STATED PROBLEM
Please find every line in the material below that contains the word "dark" and copy each of those lines.

Mask labeling examples:
____________

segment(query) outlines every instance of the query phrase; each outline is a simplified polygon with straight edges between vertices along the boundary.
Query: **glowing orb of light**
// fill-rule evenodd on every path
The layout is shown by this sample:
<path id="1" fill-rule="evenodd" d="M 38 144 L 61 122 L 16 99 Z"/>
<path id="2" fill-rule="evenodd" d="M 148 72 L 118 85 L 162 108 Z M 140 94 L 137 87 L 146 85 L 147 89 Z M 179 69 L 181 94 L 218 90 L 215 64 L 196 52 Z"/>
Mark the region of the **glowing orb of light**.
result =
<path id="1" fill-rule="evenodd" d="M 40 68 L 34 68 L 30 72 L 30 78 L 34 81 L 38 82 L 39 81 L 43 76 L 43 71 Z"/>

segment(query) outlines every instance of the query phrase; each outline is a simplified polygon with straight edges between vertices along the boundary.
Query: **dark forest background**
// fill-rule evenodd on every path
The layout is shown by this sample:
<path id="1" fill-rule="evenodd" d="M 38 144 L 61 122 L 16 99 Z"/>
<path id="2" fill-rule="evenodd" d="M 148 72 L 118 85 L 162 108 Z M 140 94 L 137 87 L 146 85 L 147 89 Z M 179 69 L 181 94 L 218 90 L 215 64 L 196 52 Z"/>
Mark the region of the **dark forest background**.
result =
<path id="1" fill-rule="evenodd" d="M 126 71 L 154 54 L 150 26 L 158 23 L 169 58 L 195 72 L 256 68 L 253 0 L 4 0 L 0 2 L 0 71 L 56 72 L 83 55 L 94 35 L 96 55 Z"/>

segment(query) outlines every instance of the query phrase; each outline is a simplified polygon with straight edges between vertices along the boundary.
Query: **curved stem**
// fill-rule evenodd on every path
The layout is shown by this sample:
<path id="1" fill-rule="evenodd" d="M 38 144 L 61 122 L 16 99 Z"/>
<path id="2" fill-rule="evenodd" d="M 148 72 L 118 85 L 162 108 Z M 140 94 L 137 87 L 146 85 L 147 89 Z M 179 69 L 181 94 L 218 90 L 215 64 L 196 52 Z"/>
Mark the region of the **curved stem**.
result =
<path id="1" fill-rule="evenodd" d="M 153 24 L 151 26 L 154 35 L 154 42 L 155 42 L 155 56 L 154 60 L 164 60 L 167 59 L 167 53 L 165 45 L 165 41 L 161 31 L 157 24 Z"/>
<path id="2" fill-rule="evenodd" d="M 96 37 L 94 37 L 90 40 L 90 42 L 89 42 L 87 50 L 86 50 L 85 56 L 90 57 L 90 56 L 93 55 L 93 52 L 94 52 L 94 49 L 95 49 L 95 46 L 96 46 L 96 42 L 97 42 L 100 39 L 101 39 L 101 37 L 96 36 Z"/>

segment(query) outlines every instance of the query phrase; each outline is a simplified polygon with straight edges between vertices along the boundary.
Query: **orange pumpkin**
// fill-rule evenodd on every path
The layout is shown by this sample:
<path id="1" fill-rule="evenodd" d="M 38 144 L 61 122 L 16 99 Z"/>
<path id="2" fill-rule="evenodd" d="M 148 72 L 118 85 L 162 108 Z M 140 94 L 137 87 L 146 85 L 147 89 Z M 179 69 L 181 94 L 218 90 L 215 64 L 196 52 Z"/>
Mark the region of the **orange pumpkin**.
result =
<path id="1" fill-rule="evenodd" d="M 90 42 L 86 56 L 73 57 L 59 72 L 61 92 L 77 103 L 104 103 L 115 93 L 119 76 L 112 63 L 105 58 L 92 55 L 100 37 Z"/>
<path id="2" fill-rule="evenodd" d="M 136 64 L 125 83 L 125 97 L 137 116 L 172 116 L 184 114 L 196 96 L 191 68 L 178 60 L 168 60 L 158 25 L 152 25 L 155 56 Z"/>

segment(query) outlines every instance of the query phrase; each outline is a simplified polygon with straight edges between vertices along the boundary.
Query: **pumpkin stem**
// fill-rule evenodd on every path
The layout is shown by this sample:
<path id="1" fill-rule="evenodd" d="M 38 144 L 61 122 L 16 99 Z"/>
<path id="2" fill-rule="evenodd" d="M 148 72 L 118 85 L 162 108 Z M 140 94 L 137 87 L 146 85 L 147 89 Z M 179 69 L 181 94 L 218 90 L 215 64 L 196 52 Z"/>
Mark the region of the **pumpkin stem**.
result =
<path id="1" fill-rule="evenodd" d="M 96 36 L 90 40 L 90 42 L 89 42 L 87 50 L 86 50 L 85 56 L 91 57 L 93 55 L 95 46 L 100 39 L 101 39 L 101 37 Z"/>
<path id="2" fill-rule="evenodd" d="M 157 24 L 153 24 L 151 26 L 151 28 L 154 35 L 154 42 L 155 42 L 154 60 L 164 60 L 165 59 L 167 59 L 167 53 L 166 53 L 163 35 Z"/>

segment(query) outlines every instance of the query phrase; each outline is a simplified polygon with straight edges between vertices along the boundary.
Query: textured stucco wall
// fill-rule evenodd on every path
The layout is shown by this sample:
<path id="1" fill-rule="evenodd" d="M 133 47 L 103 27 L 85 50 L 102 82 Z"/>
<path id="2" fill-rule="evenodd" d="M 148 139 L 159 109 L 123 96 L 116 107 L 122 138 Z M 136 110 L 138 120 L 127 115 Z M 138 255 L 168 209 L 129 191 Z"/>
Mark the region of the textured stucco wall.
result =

____________

PROBLEM SOLUTION
Query: **dark forest background**
Mark the region of the **dark forest background**.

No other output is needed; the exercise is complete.